Reference no: EM132196341
Answer the following questions when you read the case study below
1) Does a first-come, first served criterion require that Cox receive the surgery?
2) Can the different chances of a successful outcome in each case be used as a criterion without violating the notion that all people are of equal worth?
3) Should the fact that Cox's injury is he consequence of his own negligence be considered in determining who should get priority for surgery?
4) In your view, which patient should have the potential benefits of the surgery? Give reasons to support your view.
CASE STUDY
Read the Decision Scenario 1 - First Come, First Served
The microsurgical team at Benton Public Hospital consisted of twenty-three people. Five were surgeons, three were anesthesiologists, three were internists, two were radiologists, and the remaining members were various sorts of nurses and technicians. Early Tuesday afternoon on a date late in March, the members of the team that had to be sterile were scrubbing while the others were preparing to start operating on Mr. Hammond Cox. Mr. Cox was a fifty-nine-year-old unmarried African American who worked as a janitor in a large apartment building. While performing his duties, Mr. Cox had caught his hand in the mechanism of a commercial trash compactor. The bones of his wrist had been crushed and blood vessels severed. The head of the team, Dr. Herbert Lagorio, believed it was possible to restore at least partial functioning to Cox's hand. Otherwise, the hand would have to be amputated. Mr. Cox had been drunk when it happened. When the police ambulance brought him to the emergency room, he was still so drunk that a decision was made to delay surgery for almost an hour to give him a chance to burn up some of the alcohol he had consumed. As it was, administering anesthesia to Mr. Cox would incur a greater-than-average risk. Furthermore, blood tests had shown that Mr. Cox already suffered from some degree of liver damage. In both short- and long-range terms, Mr. Cox was not a terribly good surgical risk. Dr. Lagorio was already scrubbed when Dr. Carol Levine, a resident in emergency medicine, had him paged. "This had better be important," he told her. "I've got a patient prepped and waiting." "I know," Dr. Levine said. "But they just brought in a thirty-five-year-old white female with a totally severed right hand. She's a biology professor at Columbia and was working late in her lab when some maniac looking for drugs came in and attacked her with a cleaver." "What shape is the hand in?" "Excellent. The campus cops were there within minutes, and there was ice in the lab. One of the cops had the good sense to put the hand in a plastic bag and bring it with her." "Is she in good general health?" "It seems excellent," Dr. Levine said. "This is a real problem." "You can't do two cases at once?" "No way. We need everybody we've got to do one." "How about sending her someplace else?" "No place else is set up to do what has to be done." "So what are you going to do?"

[RECORDED INFORMATION]:
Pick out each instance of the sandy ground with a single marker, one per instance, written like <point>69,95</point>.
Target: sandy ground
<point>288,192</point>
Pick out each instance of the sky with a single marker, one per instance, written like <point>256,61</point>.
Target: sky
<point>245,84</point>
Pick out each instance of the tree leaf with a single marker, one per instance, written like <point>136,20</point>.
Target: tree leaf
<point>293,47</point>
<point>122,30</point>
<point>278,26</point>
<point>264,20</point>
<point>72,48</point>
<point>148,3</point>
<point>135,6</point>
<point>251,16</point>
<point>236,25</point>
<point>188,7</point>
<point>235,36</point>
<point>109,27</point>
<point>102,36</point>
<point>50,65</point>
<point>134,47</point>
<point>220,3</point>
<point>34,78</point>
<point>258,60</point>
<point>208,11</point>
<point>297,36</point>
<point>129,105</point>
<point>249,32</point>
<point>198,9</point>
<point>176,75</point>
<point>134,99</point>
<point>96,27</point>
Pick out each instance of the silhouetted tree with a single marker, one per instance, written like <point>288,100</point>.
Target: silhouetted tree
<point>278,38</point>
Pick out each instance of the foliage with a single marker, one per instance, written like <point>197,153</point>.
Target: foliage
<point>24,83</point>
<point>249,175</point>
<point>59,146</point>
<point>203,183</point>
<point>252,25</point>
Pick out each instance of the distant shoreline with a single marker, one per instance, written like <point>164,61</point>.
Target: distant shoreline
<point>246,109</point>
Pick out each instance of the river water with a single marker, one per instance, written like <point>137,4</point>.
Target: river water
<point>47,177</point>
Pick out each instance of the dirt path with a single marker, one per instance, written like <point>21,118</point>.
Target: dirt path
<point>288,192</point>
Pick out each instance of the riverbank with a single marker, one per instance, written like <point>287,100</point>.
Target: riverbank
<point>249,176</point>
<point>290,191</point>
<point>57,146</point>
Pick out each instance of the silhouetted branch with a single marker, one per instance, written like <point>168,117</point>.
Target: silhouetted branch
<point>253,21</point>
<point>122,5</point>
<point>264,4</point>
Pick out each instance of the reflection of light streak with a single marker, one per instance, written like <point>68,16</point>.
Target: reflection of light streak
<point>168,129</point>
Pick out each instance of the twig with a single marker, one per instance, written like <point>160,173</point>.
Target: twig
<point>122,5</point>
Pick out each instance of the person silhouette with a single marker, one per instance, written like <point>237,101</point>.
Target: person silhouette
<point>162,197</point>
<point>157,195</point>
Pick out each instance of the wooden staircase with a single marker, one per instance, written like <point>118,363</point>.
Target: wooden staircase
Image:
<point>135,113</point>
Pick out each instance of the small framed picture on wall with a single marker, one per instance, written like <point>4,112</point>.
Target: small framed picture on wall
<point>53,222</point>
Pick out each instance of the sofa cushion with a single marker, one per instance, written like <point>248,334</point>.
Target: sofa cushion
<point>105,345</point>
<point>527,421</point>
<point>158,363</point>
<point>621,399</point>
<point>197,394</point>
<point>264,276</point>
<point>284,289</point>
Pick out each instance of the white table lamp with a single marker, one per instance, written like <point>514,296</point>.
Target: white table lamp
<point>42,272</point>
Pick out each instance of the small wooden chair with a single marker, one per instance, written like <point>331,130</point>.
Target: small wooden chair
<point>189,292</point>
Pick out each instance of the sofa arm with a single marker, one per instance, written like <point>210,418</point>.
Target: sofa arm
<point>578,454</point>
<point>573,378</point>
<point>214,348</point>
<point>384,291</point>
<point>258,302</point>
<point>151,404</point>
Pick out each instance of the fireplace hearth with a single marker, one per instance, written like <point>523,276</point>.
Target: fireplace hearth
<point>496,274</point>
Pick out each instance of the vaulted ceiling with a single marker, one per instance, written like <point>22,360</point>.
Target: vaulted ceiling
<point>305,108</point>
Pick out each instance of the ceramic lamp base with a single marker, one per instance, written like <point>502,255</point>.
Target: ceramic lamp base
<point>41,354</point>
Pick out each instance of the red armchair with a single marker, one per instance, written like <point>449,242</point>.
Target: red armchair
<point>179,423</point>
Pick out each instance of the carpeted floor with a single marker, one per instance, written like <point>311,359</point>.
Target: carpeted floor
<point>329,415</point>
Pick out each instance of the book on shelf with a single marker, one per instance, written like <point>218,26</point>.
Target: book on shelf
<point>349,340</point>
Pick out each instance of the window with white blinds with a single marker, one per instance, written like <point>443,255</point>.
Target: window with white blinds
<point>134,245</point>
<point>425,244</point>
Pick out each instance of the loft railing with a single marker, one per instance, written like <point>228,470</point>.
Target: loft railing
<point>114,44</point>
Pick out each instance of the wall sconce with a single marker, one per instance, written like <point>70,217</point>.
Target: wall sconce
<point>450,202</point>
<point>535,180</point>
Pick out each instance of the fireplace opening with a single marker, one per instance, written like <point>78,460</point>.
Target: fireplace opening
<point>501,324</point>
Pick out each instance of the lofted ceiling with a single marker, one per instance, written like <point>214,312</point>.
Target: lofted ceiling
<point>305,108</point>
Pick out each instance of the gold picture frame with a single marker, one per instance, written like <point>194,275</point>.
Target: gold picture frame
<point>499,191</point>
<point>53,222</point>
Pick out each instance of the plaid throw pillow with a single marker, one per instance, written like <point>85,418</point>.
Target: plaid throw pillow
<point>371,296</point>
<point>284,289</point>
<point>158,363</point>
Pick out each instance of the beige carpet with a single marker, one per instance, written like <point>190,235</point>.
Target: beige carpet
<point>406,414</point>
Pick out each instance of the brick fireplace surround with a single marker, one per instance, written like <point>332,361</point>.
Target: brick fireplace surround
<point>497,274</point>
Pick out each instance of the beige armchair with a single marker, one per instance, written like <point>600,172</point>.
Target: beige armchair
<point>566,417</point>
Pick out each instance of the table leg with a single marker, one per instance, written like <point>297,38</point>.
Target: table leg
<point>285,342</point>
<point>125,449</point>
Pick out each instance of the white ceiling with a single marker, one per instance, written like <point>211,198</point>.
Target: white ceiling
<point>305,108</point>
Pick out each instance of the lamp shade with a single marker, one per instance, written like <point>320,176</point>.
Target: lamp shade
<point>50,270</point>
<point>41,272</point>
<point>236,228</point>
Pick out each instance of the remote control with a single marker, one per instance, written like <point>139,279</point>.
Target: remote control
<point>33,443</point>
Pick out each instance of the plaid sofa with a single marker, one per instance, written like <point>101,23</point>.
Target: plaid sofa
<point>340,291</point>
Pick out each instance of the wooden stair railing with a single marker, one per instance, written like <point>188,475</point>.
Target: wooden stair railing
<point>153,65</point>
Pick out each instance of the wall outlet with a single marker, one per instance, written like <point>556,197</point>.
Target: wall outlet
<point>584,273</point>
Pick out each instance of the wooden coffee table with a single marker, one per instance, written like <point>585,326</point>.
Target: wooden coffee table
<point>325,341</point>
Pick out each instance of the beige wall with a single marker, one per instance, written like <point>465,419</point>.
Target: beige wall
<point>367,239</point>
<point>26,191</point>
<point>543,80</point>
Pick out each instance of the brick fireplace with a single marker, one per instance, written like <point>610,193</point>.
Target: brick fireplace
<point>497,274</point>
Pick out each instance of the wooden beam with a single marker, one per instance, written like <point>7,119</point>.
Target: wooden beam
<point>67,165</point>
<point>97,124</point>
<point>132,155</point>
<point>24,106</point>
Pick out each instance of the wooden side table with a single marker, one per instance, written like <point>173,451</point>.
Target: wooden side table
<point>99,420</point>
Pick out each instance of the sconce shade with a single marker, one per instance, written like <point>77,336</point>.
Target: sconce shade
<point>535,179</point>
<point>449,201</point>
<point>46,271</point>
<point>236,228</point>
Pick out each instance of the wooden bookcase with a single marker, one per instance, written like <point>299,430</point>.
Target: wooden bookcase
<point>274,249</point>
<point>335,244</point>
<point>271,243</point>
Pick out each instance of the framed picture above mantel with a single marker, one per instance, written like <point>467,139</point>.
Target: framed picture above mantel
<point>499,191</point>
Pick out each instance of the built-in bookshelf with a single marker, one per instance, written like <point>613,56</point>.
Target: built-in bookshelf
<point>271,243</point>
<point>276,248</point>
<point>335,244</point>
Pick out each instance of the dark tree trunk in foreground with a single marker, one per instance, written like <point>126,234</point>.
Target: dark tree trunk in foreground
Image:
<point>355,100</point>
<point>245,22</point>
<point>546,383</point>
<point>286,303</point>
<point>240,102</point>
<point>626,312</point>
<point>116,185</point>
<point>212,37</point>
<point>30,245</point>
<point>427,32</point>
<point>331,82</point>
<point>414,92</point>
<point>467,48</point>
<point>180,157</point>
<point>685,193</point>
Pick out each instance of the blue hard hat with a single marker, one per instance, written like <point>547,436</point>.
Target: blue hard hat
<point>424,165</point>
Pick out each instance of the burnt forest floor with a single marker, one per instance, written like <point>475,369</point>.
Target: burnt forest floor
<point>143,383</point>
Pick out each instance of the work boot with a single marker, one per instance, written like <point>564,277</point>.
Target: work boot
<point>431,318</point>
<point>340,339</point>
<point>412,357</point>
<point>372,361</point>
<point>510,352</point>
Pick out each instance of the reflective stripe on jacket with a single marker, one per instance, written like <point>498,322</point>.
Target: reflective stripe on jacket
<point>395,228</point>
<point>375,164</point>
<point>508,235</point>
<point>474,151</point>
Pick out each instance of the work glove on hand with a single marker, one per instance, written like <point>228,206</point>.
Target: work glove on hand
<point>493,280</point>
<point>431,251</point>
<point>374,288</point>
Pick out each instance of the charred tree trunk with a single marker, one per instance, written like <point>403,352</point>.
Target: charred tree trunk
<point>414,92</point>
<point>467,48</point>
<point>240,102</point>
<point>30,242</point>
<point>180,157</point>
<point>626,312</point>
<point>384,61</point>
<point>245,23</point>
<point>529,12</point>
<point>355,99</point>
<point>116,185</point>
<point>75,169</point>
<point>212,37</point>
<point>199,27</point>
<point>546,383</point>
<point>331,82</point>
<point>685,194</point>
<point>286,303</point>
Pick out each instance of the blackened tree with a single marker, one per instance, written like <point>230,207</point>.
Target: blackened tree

--

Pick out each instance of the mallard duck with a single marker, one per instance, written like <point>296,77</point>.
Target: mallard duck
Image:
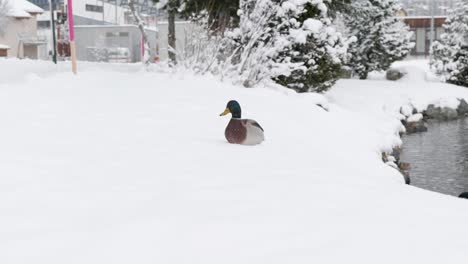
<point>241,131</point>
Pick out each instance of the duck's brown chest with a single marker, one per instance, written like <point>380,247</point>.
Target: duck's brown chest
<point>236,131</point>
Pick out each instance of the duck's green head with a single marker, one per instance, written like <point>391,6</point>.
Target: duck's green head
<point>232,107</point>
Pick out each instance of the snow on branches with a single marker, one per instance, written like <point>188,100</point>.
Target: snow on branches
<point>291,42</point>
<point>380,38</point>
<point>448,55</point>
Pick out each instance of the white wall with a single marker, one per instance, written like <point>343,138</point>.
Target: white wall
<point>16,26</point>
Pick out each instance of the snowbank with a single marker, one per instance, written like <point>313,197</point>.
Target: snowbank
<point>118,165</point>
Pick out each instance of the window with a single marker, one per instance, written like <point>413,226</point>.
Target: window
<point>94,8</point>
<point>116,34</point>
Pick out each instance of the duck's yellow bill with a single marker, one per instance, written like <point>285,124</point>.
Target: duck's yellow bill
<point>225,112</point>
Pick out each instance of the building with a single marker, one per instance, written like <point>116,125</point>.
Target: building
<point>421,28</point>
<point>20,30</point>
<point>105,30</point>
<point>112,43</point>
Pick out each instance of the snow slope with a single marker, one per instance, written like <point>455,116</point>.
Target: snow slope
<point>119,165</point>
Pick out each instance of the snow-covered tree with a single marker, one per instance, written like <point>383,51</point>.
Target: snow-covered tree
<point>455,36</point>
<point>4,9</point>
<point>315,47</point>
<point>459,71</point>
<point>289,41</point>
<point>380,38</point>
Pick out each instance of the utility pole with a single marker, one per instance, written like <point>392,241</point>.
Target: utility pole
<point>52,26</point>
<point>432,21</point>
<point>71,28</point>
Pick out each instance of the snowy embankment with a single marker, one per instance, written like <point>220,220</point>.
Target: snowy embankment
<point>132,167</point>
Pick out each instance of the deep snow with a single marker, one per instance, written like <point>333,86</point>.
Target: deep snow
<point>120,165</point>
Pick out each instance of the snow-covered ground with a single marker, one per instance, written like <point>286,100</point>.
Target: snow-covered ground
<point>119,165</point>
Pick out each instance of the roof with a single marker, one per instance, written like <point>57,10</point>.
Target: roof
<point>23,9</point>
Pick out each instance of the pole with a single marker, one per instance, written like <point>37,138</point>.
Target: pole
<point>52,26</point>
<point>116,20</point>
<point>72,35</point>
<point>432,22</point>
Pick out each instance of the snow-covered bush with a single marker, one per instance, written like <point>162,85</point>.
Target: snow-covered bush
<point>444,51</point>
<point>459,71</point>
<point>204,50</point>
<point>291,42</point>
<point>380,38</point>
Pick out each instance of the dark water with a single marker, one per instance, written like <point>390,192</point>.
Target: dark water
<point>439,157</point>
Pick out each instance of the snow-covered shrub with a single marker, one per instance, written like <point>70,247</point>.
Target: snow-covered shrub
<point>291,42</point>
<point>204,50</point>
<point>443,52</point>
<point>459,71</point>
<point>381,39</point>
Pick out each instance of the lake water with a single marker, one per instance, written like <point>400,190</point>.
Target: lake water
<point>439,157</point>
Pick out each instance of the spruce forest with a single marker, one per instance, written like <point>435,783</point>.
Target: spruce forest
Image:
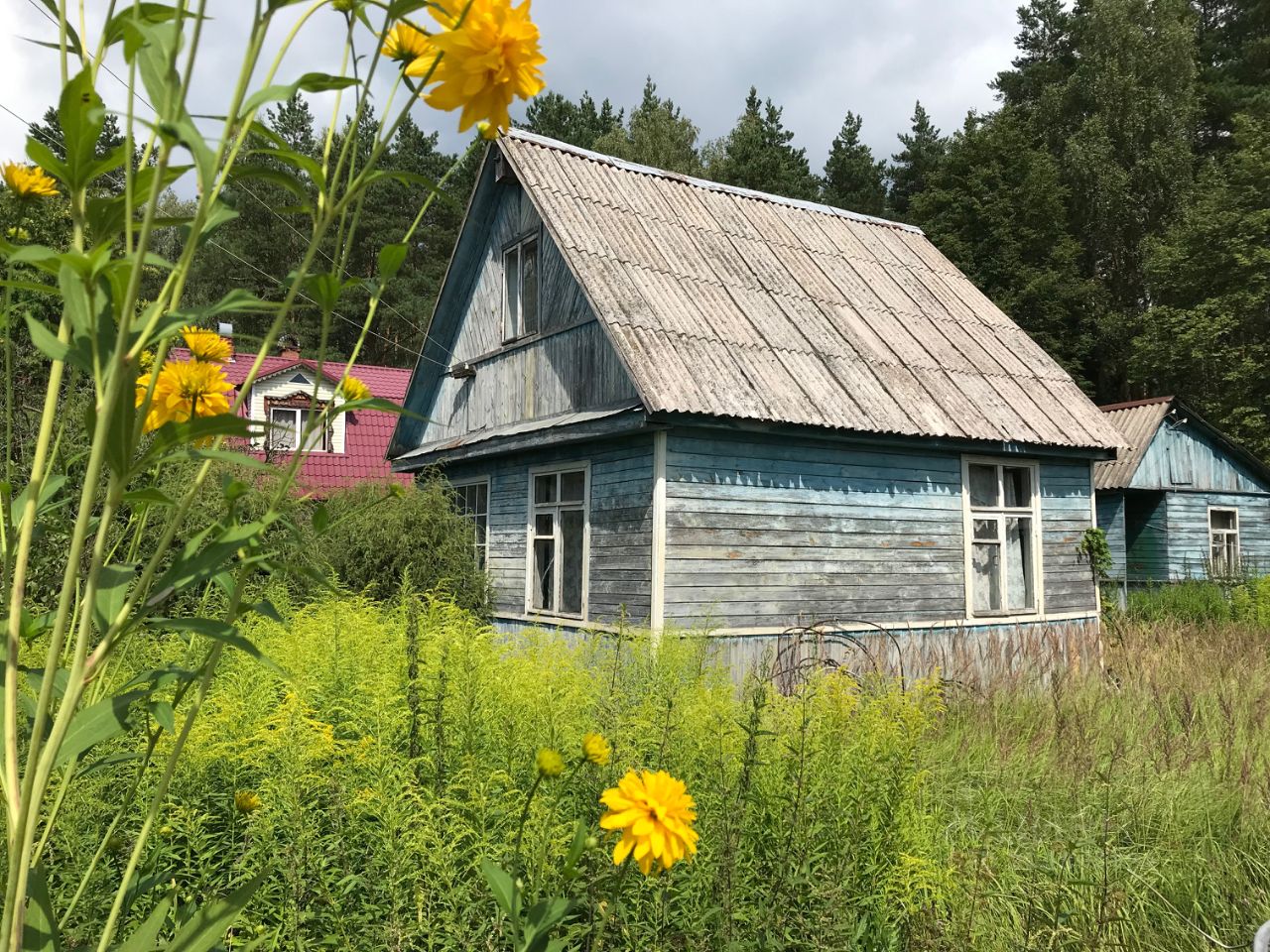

[WORK INSTRUCTION 1]: Duplicate the part of the case study starting at "Reference no: EM132196341" and ending at "of equal worth?".
[WORK INSTRUCTION 2]: Based on the case study, is each statement true: (a) the microsurgical team included five surgeons, (b) the professor's severed hand was brought in a paper box, (c) Mr. Cox was sober by the time he reached the emergency room? Answer yes or no for each and quote the words that decide it.
The lines after the case study come from another source.

[ANSWER AREA 1]:
Reference no: EM132196341
Answer the following questions when you read the case study below
1) Does a first-come, first served criterion require that Cox receive the surgery?
2) Can the different chances of a successful outcome in each case be used as a criterion without violating the notion that all people are of equal worth?

[ANSWER AREA 2]:
(a) Yes: "Five were surgeons"
(b) No: "put the hand in a plastic bag"
(c) No: "he was still so drunk that a decision was made to delay surgery"